- Trecho da fonte:
########
A jovem estudante foi agredida pelo Tio em uma discussão familiar com o Tio em janeiro de 2016. Ela entrou com um processo contra, mas ainda sem respostas.

“Ele sempre foi uma pessoa infeliz e problemática e eu não devo botar a culpa nos meus avós por isso, já que de 3 filhos ele foi o único que veio com uma personalidade ruim. Além disso ele tem um histórico de agressão, já espancou muitas mulheres. É um homem violento, agressivo e que não aceita ouvir não. Muito interesseiro também, o fato das pessoas serem melhores que ele era insuportável para ele, então ele tentava sempre se aproveitar ao máximo de todas as situações. Eu acredito que isso se aplica muito no machismo, ele não é um caso isolado, mas é um caso extremo. É um homem que acredita que a mulher está abaixo dele então ele pode e deve fazer o que quiser com ela”

Antônia Barbosa

Antônia é cozinheira e moradora da Rocinha. Ela conta que viveu durante anos com o ex marido, já falecido. Por conta de um vício, eles discutiram frequentemente e ele não só a agredia verbalmente, como fisicamente. No passado, ela não chegou a denunciar, mas

“Eu fui casada durante anos com o meu marido que faleceu a pouco tempo. Todos esses anos que vivi com ele, também tive que conviver com o alcoolismo. Ele chegava em casa transtornado e acabava me agredindo. Pedi ajuda e ameacei denunciar ele para polícia. Ele procurou ajuda e tudo melhorou. Conseguimos viver bem depois. As marcas ficam, mas eu perdoei”.
########
- Dados fornecidos:
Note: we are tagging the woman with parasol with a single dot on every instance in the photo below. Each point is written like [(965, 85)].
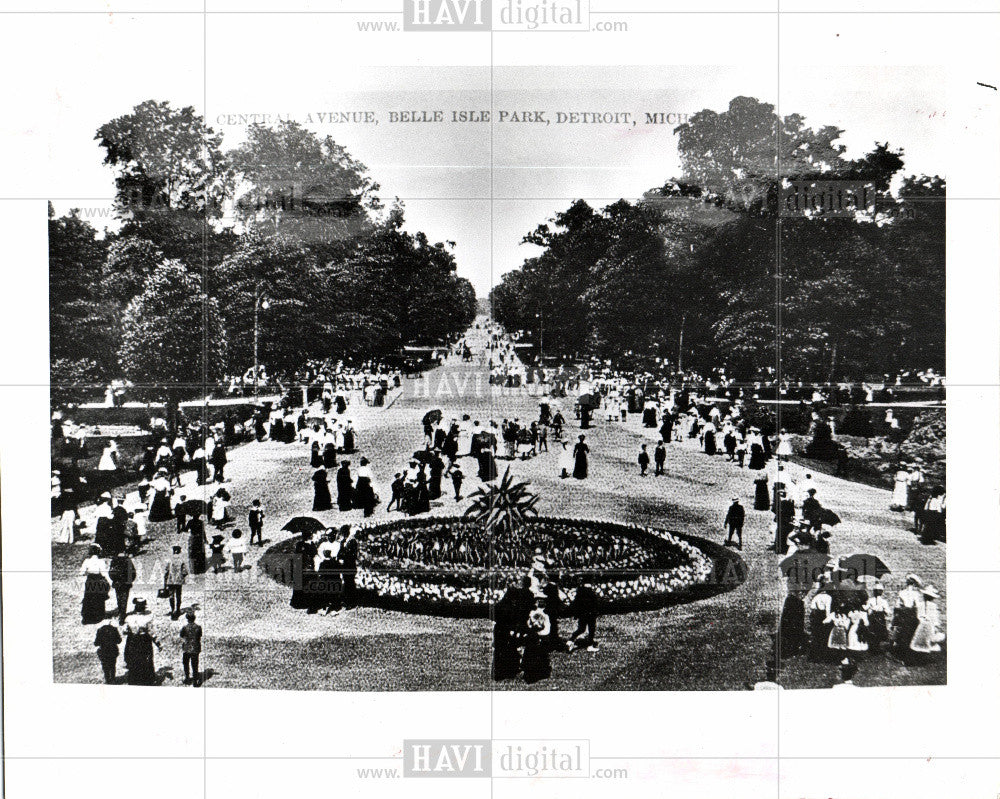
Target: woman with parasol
[(580, 459), (96, 587), (321, 490), (195, 528)]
########
- Exercícios:
• 1. Liste todos os adjetivos que a jovem estudante aplica diretamente ao tio, no seu depoimento do trecho, para descrevê-lo.
• 2. Transcreva do trecho a passagem que começa em "A jovem estudante" e segue até "ainda sem respostas.".
• 3. Segundo o trecho, qual é a profissão de Antônia Barbosa?

- Respostas por tarefa:
• 1. infeliz, problemática, violento, agressivo, interesseiro

• 2.
A jovem estudante foi agredida pelo Tio em uma discussão familiar com o Tio em janeiro de 2016. Ela entrou com um processo contra, mas ainda sem respostas.

• 3. Antônia Barbosa é cozinheira.